Key here to the new museum curator’s role is the planning of temporary “ahistorical” exhibitions (Meijers 1996), often arranged thematically or contextually (Staniszewski 1998), in which the curator plays a role not unlike “author” of the exhibition (Heinich and Pollak 1989a). The exhibition is a way to validate the originality of the curator’s point of view, his or her aptitude for discovering new talents, and the artworks themselves by exhibiting them in a dialogue with each other to an initiated public (Octobre 1999). In contrast to the taxonomical or art historical approach to exhibiting traditional art, the exhibition process in modern and contemporary art is integral to the meaning of the art work (cf. Caillet et al. 2002; Ducret et al. 1990).

Significantly, the exhibition of contemporary art communicates the object by contributing another layer of meaning or interpretation to the artist’s original intention (Davallon 1999), which may be hazy to begin with. Practicing artists and performers have long recognized that artistic creation is an experimental and emergent process, involving input from traditions and intentionality as well as physical objects and spaces (Elkins 1999; Becker et al. 2006; Jarvis 2007). In contrast, as I will now examine in the following literature review, sociology has tended to see artistic mediation as distinct from the creative process, based on theories and guidelines rather than situated knowledge production.

Literature review

In their review of work in the sociological study of culture, Wuthnow and Witten (1988) describe two distinct views of culture as an “explicit” social construction and an “implicit” feature of social life. While the sociology of the arts continues to be driven in the main by the “explicit” conceptualization of culture as a recorded product or symbolic good, the specific study of the mediating activities surrounding explicit cultural forms is a window onto broader sociological conceptions of implicit culture (Acord and DeNora 2008). As demonstrated in this brief literature review, the study of knowledge production by mediators in art worlds (i.e., what informs curators’ decision-making) sheds light on how culture operates in general (i.e., to inform general patterns of individual and social meaning-making).

In the dominant “production of culture” approach in the sociology of the arts (cf. Peterson and Anand 2004), meaning-making is seen to be an outcome of institutional structure or the values held by particular actors. The artistic value of an artwork resides not in its material properties, but in the individuals, institutions, and processes that mediate between artist and spectator (cf. Crane 1987; Heinich 1998; Moulin 1967, 1992; White and White 1965; Wolff 1981). These different groups have a highly interrelated existence; for example, museums buy what galleries promote, and critics justify their value.

◆ **Stored records**

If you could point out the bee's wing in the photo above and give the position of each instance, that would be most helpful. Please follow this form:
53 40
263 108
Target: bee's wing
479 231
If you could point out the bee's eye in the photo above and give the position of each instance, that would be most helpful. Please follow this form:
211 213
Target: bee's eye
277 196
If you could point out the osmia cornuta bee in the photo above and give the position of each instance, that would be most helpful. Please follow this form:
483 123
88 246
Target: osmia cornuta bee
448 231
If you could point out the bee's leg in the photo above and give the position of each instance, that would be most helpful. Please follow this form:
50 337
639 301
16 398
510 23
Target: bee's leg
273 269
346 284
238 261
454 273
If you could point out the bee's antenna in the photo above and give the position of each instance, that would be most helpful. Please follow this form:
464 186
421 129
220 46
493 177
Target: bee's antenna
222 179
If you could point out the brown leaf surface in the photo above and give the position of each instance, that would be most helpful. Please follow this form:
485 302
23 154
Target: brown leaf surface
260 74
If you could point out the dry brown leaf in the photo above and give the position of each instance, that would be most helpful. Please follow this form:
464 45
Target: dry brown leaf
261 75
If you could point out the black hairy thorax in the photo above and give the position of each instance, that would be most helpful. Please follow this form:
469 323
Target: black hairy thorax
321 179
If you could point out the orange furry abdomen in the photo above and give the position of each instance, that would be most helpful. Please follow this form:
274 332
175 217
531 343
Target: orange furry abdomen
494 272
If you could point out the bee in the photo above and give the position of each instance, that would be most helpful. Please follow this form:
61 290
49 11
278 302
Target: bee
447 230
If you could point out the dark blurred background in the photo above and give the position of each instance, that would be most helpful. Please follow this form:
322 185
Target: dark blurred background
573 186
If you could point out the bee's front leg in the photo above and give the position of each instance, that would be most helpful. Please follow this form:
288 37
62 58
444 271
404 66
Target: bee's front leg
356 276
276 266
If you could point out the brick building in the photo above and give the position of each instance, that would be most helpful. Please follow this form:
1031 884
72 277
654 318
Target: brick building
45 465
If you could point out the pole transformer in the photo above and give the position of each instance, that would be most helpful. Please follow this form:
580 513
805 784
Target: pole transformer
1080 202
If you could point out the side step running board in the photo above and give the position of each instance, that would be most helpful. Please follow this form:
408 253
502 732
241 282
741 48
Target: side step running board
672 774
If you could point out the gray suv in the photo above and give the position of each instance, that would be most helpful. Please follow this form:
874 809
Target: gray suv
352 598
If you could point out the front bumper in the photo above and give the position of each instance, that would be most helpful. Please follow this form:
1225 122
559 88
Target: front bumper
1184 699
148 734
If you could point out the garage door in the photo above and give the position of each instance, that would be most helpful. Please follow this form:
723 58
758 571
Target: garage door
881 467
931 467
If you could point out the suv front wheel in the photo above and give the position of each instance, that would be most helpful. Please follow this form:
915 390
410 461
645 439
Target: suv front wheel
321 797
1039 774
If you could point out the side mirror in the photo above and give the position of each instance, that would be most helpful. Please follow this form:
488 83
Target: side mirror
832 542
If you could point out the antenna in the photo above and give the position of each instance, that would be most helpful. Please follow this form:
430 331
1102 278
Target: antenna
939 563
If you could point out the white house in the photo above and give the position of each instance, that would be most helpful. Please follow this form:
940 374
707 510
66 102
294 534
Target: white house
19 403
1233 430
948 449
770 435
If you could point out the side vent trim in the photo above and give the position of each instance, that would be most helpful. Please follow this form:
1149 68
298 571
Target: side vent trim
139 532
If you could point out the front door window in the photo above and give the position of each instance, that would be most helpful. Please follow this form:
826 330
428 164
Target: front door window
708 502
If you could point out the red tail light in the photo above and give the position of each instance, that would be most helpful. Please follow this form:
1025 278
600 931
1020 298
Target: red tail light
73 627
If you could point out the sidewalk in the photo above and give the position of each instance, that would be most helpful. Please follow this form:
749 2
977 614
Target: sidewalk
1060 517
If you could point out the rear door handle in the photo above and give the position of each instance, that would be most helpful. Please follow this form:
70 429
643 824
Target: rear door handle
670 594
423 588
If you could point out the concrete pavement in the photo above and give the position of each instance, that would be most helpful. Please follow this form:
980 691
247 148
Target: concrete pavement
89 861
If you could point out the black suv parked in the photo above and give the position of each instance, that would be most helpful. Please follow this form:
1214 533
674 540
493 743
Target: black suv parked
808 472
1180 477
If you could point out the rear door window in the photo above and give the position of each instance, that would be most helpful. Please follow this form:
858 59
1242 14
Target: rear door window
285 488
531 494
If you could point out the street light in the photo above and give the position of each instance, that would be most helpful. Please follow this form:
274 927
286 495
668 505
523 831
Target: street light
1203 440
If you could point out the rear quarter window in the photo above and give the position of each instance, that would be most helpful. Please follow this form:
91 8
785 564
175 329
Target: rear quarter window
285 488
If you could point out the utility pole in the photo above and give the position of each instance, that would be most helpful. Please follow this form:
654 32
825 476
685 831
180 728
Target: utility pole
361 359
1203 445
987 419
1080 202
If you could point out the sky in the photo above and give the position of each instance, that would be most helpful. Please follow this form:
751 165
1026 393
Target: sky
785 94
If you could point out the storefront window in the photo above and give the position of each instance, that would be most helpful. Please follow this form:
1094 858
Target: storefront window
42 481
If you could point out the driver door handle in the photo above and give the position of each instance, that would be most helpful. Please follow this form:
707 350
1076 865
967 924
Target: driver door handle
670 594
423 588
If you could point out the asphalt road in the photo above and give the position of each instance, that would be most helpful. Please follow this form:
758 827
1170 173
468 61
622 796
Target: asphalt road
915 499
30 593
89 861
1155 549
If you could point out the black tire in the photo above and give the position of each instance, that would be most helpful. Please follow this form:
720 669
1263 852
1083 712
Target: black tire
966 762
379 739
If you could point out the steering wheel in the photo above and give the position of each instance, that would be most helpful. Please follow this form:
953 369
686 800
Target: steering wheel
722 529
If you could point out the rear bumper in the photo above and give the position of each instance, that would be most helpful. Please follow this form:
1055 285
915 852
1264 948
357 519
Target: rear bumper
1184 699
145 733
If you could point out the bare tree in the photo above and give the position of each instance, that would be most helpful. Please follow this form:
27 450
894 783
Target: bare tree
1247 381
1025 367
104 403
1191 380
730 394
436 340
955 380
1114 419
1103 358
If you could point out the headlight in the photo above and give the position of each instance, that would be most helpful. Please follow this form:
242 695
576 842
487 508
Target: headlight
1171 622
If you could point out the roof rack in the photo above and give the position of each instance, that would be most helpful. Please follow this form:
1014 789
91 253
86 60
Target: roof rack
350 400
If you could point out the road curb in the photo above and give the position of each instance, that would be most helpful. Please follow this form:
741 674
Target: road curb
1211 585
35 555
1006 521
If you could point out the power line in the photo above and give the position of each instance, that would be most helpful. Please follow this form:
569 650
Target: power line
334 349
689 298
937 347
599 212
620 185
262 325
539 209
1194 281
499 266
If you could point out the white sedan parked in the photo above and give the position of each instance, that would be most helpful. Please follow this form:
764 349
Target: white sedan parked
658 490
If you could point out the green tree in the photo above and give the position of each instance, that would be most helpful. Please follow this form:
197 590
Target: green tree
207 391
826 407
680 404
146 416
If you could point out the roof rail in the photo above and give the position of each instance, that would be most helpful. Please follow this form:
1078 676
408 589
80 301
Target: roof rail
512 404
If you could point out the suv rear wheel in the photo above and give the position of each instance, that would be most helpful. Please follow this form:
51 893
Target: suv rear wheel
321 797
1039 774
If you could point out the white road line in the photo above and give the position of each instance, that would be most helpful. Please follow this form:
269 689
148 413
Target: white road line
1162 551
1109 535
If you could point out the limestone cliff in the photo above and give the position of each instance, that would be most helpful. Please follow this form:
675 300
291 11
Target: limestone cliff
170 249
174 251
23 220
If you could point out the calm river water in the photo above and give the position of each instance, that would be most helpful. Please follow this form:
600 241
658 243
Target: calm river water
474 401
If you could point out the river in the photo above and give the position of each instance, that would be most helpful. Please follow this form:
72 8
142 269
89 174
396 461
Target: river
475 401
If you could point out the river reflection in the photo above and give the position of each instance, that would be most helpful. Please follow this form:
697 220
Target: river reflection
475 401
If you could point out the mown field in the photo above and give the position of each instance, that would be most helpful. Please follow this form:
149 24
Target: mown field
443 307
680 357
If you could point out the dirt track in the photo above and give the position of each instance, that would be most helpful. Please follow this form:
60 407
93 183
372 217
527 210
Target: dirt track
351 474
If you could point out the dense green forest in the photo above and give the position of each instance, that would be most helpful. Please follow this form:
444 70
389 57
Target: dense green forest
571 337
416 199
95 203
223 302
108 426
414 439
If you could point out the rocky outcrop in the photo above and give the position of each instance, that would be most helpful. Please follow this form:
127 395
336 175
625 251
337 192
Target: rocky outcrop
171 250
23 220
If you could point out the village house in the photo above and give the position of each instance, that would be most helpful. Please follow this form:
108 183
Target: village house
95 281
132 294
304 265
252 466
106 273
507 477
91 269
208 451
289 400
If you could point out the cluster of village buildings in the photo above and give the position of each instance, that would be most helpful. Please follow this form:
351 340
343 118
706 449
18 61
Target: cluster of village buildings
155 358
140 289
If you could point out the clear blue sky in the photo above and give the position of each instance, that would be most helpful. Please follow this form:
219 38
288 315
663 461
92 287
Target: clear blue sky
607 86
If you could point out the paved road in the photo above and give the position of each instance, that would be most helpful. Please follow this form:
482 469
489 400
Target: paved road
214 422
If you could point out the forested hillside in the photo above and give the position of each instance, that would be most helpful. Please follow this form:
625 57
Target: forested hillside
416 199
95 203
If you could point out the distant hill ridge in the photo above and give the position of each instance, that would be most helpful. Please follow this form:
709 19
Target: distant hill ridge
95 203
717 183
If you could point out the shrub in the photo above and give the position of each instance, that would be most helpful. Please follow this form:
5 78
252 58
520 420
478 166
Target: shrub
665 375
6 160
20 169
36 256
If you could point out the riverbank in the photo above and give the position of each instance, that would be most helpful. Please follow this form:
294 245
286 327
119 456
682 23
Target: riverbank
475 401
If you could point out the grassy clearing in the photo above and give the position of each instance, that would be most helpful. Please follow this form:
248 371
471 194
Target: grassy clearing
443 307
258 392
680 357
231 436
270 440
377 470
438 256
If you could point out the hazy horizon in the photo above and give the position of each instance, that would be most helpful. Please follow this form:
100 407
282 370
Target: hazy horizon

◆ **Objective**
In the passage on curating contemporary art, where does the "production of culture" approach locate an artwork's artistic value?

◆ **Result of the task**
It locates that value in the individuals, institutions, and processes that mediate between artist and spectator, not in the artwork's material properties.